-------- Material shown --------

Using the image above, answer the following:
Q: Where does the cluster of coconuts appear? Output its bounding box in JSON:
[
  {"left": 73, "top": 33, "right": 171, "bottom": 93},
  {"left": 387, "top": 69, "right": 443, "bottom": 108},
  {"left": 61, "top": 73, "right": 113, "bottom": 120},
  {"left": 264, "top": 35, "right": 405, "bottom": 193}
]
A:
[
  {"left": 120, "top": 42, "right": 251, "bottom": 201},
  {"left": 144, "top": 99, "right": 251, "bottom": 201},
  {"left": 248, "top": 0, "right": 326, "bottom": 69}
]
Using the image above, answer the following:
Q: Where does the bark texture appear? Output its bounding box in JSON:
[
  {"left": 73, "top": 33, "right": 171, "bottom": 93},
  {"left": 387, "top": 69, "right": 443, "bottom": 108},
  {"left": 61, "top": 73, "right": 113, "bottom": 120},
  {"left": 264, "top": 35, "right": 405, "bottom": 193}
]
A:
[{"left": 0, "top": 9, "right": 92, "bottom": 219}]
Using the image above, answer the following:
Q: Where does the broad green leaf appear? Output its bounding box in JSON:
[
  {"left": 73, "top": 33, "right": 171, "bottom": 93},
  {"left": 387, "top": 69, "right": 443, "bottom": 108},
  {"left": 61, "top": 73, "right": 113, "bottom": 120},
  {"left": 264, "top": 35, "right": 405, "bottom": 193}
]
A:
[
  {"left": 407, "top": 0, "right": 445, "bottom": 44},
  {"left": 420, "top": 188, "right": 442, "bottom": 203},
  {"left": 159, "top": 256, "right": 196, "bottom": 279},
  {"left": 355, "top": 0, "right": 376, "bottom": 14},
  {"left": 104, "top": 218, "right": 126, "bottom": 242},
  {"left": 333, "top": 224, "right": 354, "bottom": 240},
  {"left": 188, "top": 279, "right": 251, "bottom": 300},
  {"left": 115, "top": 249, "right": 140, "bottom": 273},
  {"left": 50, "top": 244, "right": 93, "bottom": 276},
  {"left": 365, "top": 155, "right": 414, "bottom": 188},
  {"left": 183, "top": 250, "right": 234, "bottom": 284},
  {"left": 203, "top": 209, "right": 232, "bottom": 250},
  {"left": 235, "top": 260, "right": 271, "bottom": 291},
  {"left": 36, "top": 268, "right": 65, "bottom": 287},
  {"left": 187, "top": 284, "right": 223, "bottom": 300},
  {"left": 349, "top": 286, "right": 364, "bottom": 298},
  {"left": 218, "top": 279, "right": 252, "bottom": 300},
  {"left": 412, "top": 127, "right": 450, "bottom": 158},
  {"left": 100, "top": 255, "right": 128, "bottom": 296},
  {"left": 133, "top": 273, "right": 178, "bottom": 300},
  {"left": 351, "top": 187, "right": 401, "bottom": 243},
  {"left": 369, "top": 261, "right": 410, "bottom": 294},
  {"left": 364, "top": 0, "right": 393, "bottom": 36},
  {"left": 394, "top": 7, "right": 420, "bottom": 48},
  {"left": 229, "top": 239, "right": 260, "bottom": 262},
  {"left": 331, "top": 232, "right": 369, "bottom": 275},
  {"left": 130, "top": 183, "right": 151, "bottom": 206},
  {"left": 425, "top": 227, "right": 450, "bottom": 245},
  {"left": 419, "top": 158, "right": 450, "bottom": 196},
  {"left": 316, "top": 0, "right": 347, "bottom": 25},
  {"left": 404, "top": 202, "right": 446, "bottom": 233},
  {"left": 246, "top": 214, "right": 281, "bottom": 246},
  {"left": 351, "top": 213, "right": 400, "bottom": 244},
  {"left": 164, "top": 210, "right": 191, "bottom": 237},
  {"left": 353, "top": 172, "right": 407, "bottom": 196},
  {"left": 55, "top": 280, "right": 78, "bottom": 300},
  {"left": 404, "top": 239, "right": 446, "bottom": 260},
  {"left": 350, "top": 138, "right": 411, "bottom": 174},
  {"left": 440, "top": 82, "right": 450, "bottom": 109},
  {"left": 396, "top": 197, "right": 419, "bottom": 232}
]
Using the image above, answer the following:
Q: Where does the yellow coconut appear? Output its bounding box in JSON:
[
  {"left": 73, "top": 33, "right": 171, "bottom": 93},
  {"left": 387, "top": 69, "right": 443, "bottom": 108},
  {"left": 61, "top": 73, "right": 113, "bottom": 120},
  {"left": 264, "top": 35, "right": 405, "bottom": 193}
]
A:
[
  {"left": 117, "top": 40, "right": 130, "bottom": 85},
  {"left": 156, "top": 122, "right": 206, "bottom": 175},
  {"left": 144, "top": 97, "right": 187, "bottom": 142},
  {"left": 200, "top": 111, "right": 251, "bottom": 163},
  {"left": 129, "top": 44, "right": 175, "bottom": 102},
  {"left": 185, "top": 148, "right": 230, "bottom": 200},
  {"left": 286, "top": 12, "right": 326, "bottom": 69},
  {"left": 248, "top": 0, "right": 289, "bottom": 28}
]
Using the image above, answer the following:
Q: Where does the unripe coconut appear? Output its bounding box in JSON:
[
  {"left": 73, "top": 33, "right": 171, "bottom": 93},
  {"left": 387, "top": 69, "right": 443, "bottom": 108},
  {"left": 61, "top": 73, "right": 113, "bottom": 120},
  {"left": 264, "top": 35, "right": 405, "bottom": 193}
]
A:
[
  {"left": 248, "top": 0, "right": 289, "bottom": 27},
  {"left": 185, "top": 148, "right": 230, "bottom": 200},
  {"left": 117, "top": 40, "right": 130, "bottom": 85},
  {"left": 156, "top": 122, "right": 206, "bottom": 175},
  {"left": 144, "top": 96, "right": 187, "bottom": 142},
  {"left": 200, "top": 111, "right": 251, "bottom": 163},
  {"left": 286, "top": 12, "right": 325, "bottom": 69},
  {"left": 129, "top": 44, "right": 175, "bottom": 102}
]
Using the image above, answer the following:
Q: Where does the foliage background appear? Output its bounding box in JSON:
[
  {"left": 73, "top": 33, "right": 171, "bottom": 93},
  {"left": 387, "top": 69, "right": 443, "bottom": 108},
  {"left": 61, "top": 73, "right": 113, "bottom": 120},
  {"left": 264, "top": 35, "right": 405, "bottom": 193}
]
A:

--------

__Exercise directions__:
For the records above, state the count of lines where "bounding" appears, without any other text.

__Finished exercise__:
6